Written problem —
Copy everything from the line containing "Where can you see the steering" down to the end of the items, keeping every request, and shift each point coordinate in the answers up by 119.

Provided data —
--- BEGIN ---

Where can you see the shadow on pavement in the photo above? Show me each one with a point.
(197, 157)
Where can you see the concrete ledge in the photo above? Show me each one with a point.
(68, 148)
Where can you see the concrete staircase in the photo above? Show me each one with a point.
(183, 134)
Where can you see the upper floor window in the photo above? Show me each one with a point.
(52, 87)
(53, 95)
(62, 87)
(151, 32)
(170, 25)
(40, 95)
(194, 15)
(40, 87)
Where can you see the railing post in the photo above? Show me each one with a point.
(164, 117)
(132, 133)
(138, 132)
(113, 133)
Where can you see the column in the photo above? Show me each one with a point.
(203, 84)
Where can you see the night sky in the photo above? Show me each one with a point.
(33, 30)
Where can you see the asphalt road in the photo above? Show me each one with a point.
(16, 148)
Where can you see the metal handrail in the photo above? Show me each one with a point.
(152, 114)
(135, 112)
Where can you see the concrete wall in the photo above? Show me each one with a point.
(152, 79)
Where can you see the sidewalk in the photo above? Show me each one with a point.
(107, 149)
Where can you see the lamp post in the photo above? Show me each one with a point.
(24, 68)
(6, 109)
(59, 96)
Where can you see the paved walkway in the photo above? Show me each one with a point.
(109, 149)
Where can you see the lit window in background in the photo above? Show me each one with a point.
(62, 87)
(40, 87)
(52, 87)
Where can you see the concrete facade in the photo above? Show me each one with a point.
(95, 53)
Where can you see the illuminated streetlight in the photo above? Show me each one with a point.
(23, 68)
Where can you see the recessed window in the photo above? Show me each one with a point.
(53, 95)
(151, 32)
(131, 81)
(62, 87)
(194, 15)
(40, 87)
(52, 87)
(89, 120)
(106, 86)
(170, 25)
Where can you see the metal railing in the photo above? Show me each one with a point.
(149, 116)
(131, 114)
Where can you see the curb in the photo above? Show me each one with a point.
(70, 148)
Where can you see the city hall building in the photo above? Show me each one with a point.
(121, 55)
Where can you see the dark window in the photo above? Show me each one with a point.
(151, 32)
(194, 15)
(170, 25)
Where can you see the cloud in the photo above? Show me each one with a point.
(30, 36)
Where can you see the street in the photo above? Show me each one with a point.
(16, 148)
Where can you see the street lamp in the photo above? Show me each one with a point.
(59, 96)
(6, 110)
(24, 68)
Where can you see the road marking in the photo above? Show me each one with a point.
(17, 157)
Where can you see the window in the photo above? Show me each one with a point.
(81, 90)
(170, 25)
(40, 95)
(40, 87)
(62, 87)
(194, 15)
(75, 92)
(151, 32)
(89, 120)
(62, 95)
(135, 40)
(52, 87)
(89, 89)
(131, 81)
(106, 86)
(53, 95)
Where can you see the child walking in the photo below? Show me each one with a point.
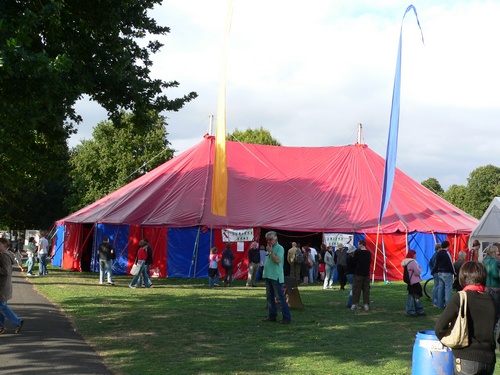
(213, 267)
(414, 305)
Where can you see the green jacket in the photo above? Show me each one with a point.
(492, 267)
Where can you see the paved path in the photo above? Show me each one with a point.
(47, 343)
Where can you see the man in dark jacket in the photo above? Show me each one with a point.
(6, 262)
(444, 270)
(253, 263)
(106, 256)
(149, 259)
(227, 264)
(363, 259)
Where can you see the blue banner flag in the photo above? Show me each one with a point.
(392, 141)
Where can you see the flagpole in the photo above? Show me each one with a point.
(375, 257)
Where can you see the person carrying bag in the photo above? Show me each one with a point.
(478, 309)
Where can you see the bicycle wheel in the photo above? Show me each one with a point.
(428, 287)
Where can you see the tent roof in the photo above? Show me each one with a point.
(328, 189)
(487, 228)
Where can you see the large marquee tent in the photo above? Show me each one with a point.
(296, 191)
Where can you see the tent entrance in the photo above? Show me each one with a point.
(88, 241)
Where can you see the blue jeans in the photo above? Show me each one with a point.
(213, 276)
(105, 266)
(434, 290)
(350, 280)
(274, 289)
(311, 274)
(329, 272)
(141, 276)
(29, 264)
(42, 265)
(7, 313)
(465, 367)
(414, 306)
(445, 286)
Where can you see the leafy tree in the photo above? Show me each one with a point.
(483, 185)
(257, 136)
(114, 157)
(433, 185)
(51, 53)
(457, 195)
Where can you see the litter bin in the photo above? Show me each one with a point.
(430, 357)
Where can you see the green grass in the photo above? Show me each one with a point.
(181, 326)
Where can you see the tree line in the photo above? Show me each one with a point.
(483, 184)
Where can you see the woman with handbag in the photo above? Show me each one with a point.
(478, 356)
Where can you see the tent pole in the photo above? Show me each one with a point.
(194, 252)
(375, 257)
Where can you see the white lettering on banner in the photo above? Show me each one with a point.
(237, 235)
(332, 239)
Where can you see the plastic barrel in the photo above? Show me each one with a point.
(430, 357)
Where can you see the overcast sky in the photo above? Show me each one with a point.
(310, 71)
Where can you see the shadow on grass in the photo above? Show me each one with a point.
(182, 326)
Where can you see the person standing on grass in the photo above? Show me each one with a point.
(479, 356)
(340, 258)
(445, 271)
(362, 259)
(253, 264)
(414, 305)
(6, 262)
(140, 259)
(31, 255)
(213, 267)
(294, 266)
(329, 269)
(106, 256)
(227, 264)
(274, 276)
(42, 255)
(432, 262)
(492, 266)
(349, 272)
(149, 260)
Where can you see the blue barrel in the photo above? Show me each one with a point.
(430, 357)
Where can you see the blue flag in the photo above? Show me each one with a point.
(392, 141)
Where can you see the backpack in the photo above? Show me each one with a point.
(406, 274)
(299, 257)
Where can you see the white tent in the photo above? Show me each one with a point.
(487, 230)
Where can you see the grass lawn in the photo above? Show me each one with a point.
(180, 326)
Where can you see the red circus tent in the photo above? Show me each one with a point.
(292, 190)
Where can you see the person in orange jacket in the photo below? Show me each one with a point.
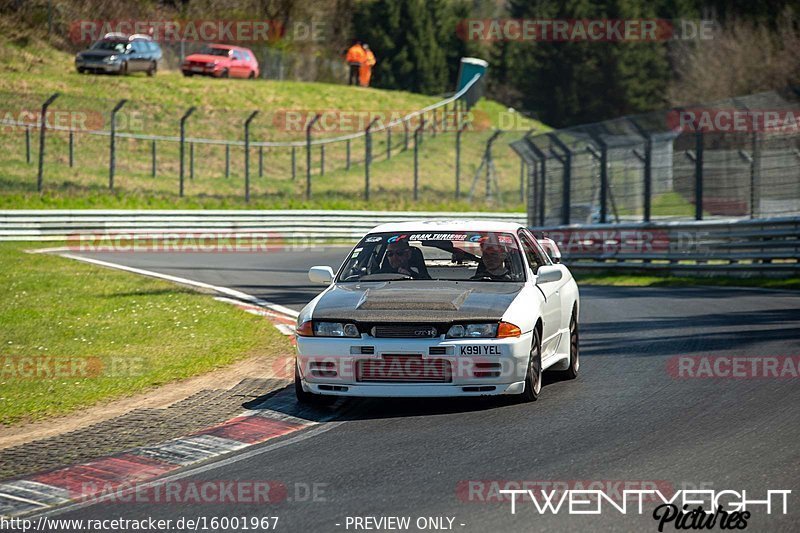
(355, 57)
(365, 72)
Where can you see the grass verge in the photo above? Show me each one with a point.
(636, 280)
(74, 335)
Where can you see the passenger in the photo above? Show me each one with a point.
(493, 261)
(399, 260)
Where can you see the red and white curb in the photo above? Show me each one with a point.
(88, 481)
(271, 420)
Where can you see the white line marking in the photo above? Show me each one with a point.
(223, 290)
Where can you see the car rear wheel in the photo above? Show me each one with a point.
(574, 353)
(309, 398)
(533, 376)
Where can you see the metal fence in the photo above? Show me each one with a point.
(737, 158)
(86, 138)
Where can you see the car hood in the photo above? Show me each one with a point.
(98, 54)
(205, 58)
(416, 301)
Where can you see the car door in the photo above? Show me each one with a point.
(551, 312)
(137, 57)
(237, 65)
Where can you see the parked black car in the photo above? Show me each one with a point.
(120, 54)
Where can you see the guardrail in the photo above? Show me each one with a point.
(25, 225)
(731, 247)
(742, 247)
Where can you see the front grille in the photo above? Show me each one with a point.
(413, 331)
(404, 369)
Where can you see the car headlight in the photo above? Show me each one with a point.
(327, 329)
(483, 331)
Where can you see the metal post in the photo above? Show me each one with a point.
(540, 190)
(153, 166)
(567, 175)
(308, 154)
(227, 160)
(28, 145)
(112, 146)
(698, 175)
(247, 155)
(417, 134)
(367, 156)
(755, 178)
(458, 160)
(294, 162)
(42, 128)
(183, 142)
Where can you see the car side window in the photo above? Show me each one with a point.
(535, 260)
(540, 251)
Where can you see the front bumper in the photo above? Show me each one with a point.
(476, 367)
(98, 66)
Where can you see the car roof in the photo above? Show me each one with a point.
(421, 226)
(229, 47)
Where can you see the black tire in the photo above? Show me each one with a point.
(309, 398)
(574, 352)
(533, 376)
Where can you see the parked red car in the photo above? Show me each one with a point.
(222, 61)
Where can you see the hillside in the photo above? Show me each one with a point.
(33, 70)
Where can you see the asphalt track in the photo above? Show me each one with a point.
(624, 419)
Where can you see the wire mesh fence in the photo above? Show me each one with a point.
(737, 158)
(131, 146)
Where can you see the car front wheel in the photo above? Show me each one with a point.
(309, 398)
(533, 375)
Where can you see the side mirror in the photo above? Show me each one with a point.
(552, 249)
(548, 274)
(321, 274)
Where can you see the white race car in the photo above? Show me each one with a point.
(432, 308)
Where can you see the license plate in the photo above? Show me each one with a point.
(480, 349)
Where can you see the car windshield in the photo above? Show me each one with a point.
(116, 46)
(211, 51)
(463, 256)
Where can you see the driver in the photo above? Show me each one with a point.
(493, 261)
(398, 255)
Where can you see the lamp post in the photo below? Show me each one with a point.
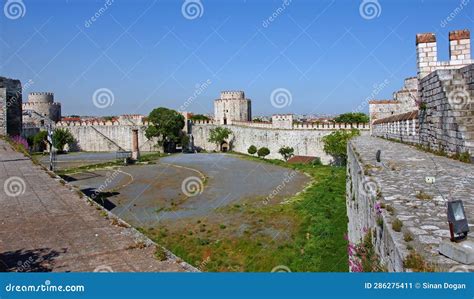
(458, 224)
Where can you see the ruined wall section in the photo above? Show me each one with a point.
(108, 136)
(305, 139)
(10, 107)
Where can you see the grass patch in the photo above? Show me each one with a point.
(417, 263)
(314, 223)
(423, 196)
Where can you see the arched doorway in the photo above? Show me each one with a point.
(225, 147)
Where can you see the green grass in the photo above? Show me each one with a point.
(315, 240)
(89, 167)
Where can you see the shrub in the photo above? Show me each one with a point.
(408, 237)
(397, 225)
(252, 150)
(39, 140)
(160, 253)
(20, 143)
(316, 162)
(61, 137)
(263, 152)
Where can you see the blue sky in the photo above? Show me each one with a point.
(150, 54)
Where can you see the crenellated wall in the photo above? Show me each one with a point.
(445, 121)
(305, 139)
(98, 136)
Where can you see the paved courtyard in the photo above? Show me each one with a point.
(45, 226)
(144, 195)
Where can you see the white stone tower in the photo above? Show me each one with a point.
(232, 106)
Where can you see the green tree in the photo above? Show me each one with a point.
(218, 135)
(252, 150)
(199, 117)
(166, 125)
(352, 117)
(263, 152)
(61, 137)
(39, 140)
(286, 152)
(335, 144)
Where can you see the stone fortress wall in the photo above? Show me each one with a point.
(42, 103)
(306, 139)
(10, 107)
(109, 136)
(380, 193)
(445, 96)
(232, 106)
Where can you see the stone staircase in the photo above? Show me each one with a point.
(110, 141)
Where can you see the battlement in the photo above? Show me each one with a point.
(88, 123)
(41, 97)
(427, 53)
(308, 126)
(232, 95)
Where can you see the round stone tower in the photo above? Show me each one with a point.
(232, 106)
(43, 104)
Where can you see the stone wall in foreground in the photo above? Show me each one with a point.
(445, 121)
(378, 194)
(305, 140)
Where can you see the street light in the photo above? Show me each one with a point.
(458, 225)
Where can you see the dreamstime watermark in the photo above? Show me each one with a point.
(459, 97)
(47, 286)
(200, 88)
(14, 9)
(281, 269)
(192, 9)
(103, 98)
(280, 187)
(14, 186)
(276, 13)
(377, 88)
(99, 13)
(454, 13)
(103, 269)
(370, 9)
(281, 97)
(192, 186)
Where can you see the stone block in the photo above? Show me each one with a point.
(462, 252)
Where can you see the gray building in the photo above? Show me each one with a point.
(10, 107)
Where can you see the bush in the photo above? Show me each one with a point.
(61, 137)
(39, 140)
(252, 150)
(316, 162)
(352, 117)
(263, 152)
(286, 152)
(397, 225)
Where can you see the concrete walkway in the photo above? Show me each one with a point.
(46, 226)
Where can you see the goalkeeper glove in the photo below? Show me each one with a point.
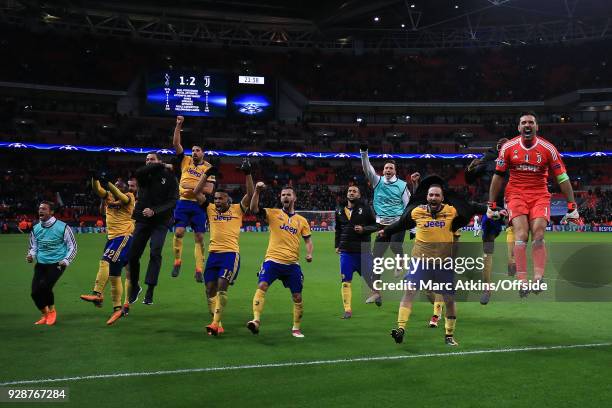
(492, 211)
(572, 214)
(104, 177)
(245, 167)
(212, 171)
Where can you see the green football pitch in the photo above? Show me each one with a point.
(511, 353)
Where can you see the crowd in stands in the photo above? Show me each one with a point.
(502, 74)
(29, 177)
(33, 125)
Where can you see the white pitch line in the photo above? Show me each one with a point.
(301, 363)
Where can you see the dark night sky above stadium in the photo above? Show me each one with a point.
(360, 14)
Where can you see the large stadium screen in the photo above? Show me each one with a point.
(186, 93)
(252, 96)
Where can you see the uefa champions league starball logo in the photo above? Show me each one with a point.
(250, 109)
(68, 147)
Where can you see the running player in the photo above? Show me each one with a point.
(528, 157)
(435, 223)
(281, 259)
(354, 224)
(391, 197)
(118, 205)
(188, 210)
(223, 263)
(476, 226)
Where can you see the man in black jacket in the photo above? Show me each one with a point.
(354, 224)
(157, 195)
(483, 169)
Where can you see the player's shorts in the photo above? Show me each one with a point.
(536, 206)
(491, 227)
(116, 251)
(351, 262)
(190, 213)
(435, 275)
(510, 234)
(222, 265)
(291, 275)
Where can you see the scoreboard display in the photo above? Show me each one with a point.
(186, 93)
(210, 94)
(252, 97)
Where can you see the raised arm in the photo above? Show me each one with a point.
(176, 138)
(95, 184)
(338, 231)
(71, 245)
(496, 184)
(33, 249)
(204, 186)
(246, 200)
(309, 248)
(369, 171)
(118, 194)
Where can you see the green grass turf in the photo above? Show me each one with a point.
(169, 335)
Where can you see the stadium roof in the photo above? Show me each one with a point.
(331, 24)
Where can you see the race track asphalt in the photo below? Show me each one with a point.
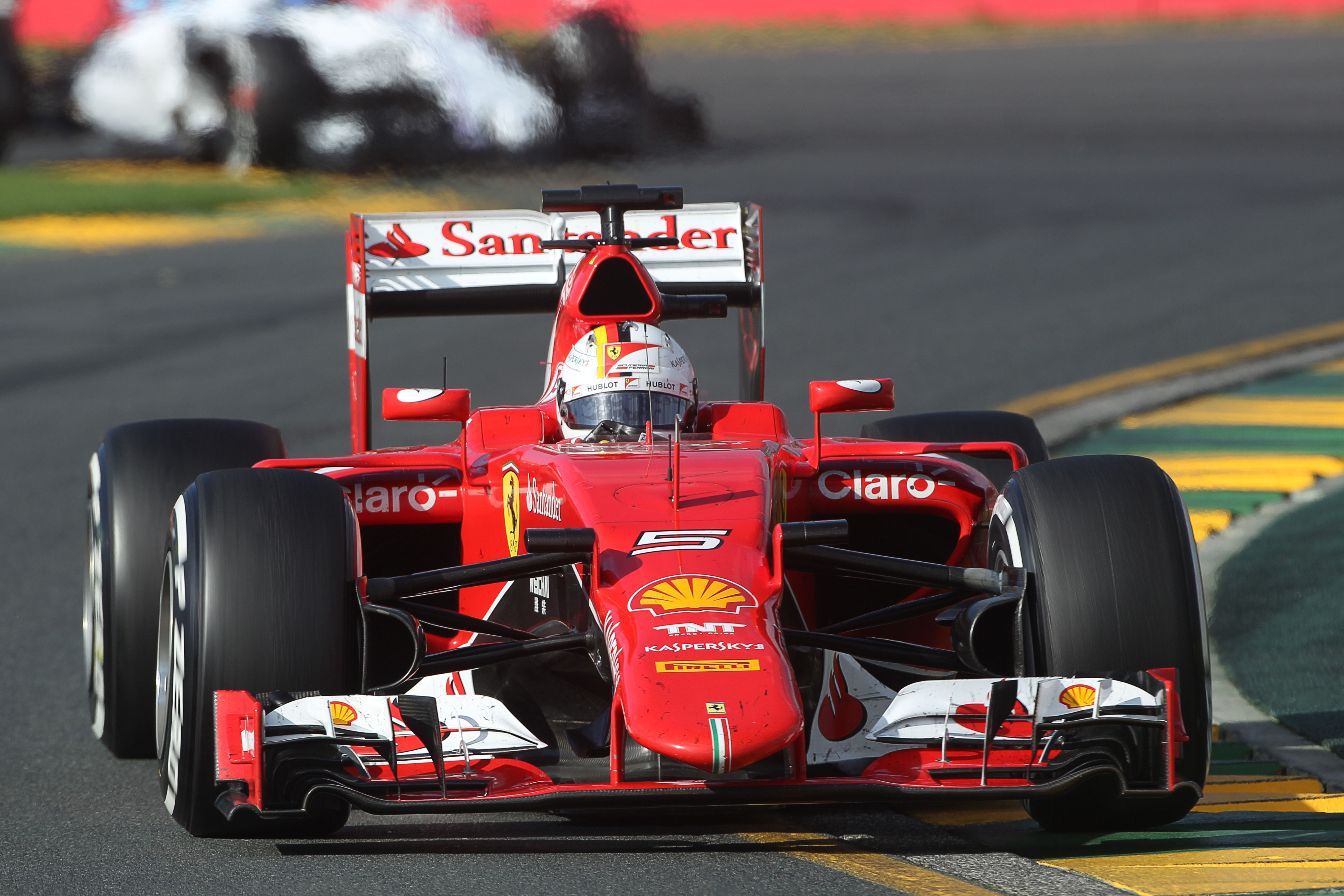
(978, 223)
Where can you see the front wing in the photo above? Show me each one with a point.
(952, 739)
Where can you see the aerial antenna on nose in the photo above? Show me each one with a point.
(611, 202)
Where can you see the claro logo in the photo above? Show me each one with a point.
(464, 240)
(880, 487)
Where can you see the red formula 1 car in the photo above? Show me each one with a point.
(624, 596)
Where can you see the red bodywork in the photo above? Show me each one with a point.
(683, 545)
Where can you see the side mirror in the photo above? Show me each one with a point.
(834, 397)
(449, 406)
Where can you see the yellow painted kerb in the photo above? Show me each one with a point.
(874, 868)
(1052, 399)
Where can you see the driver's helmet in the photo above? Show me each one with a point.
(626, 374)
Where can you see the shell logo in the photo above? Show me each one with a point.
(682, 594)
(1079, 696)
(343, 714)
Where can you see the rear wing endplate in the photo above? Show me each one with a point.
(492, 262)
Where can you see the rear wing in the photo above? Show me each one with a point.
(492, 262)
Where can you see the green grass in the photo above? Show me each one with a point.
(131, 189)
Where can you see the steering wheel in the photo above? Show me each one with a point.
(614, 432)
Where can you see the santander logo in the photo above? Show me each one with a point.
(464, 240)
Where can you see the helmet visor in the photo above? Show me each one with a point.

--- END ---

Solved exercise —
Where can you see the steering wheel in the photo above? Show me each one with a point.
(733, 551)
Where can you see the santander logo in the photo above? Show me each one with a point.
(583, 359)
Where can you see the helmet visor in the photo above? Show me each one with a point.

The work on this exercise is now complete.